→ **DIRECTIVE A**
In the records, begin at the line that contains "Locate one point per instance of the spoon handle" and continue through the end of the records. Write those lines again with "single-line" changed to "one-line" and nothing else altered.

→ **DOCUMENT SECTION**

What the Hell Happened in the US House of Representatives?
From: BRIEFLY NOTED: For 2023-10-04 We
From:
The explanation that has come closest to convincing me and think is the most likely is that Kevin McCarthy miscalculated twice: (a) he thought that the Democrats in the House would vote against his clean-but-no-Ukraine surprise snap continuing resolution, and (b) he thought that House Democrats would not vote to vacate the chair because they would believe the “I’m lying to my caucus: ultimately I’ll cut the deal you want with you” pitch he made to them, and thus acquiesce in his continued Speakership.

→ **AVAILABLE DATA**
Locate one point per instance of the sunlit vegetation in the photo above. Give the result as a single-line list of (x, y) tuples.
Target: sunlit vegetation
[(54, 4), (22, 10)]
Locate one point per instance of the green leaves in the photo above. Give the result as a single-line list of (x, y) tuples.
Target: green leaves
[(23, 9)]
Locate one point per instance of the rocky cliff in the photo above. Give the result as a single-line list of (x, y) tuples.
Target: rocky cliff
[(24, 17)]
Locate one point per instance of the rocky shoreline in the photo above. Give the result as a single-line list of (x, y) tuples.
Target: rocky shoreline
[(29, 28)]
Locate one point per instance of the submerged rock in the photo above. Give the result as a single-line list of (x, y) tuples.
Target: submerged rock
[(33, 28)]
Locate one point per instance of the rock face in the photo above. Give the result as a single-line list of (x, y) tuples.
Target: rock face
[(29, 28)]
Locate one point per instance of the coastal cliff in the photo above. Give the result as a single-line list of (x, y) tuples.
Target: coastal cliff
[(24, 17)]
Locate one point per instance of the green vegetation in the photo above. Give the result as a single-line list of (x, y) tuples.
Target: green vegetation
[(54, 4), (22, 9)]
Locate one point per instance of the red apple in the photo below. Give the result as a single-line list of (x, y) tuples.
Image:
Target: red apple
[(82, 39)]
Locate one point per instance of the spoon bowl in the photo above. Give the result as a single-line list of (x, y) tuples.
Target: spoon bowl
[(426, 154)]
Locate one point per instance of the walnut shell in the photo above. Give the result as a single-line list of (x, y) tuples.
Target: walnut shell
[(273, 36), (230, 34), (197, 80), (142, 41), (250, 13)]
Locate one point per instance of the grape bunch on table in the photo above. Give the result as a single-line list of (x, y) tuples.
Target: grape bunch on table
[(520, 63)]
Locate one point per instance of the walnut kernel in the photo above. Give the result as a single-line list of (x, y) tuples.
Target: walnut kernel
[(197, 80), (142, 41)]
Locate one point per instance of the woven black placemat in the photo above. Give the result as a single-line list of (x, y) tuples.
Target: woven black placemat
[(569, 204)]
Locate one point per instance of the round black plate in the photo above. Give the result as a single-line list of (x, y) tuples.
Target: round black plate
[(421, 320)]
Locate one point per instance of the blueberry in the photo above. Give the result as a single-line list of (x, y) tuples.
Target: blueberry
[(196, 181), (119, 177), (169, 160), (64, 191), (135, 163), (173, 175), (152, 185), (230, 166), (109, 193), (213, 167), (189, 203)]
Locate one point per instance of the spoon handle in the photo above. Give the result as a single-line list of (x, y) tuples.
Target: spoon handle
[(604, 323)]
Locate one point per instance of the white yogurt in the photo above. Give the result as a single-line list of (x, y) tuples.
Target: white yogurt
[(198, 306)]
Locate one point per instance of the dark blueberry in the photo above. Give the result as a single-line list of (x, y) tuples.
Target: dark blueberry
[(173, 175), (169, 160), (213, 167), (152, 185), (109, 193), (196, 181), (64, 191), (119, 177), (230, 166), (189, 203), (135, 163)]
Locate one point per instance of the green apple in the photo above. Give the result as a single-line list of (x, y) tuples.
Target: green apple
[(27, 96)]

→ **DIRECTIVE B**
For each statement, say whether the post about the US House of Representatives agrees with it, and quote the words that decide it. (i) The explanation holds that Kevin McCarthy miscalculated twice. (ii) McCarthy expected House Democrats to support his continuing resolution. (iii) McCarthy expected House Democrats to vote to vacate the chair.

→ **SOLUTION A**
Locate one point per instance of the spoon handle in the photo above. Give the result as a one-line list of (x, y) tuples.
Target: spoon handle
[(604, 323)]
Locate one point per instance of the white yogurt in the photo above. Give the result as a one-line list of (x, y) tuples.
Target: white yogurt
[(198, 306)]
Locate one point per instance of the dark blueberry in the photo above. Give the result as a one-line list of (x, y) tuples.
Target: dark blueberry
[(173, 175), (169, 160), (213, 167), (152, 185), (109, 193), (196, 181), (64, 191), (119, 177), (230, 166), (189, 203), (135, 163)]
Locate one point per instance of the green apple in the photo above. Give the result as a one-line list of (x, y) tuples.
Target: green apple
[(27, 96)]

→ **SOLUTION B**
(i) Yes: "Kevin McCarthy miscalculated twice"
(ii) No: "he thought that the Democrats in the House would vote against his clean-but-no-Ukraine surprise snap continuing resolution"
(iii) No: "he thought that House Democrats would not vote to vacate the chair"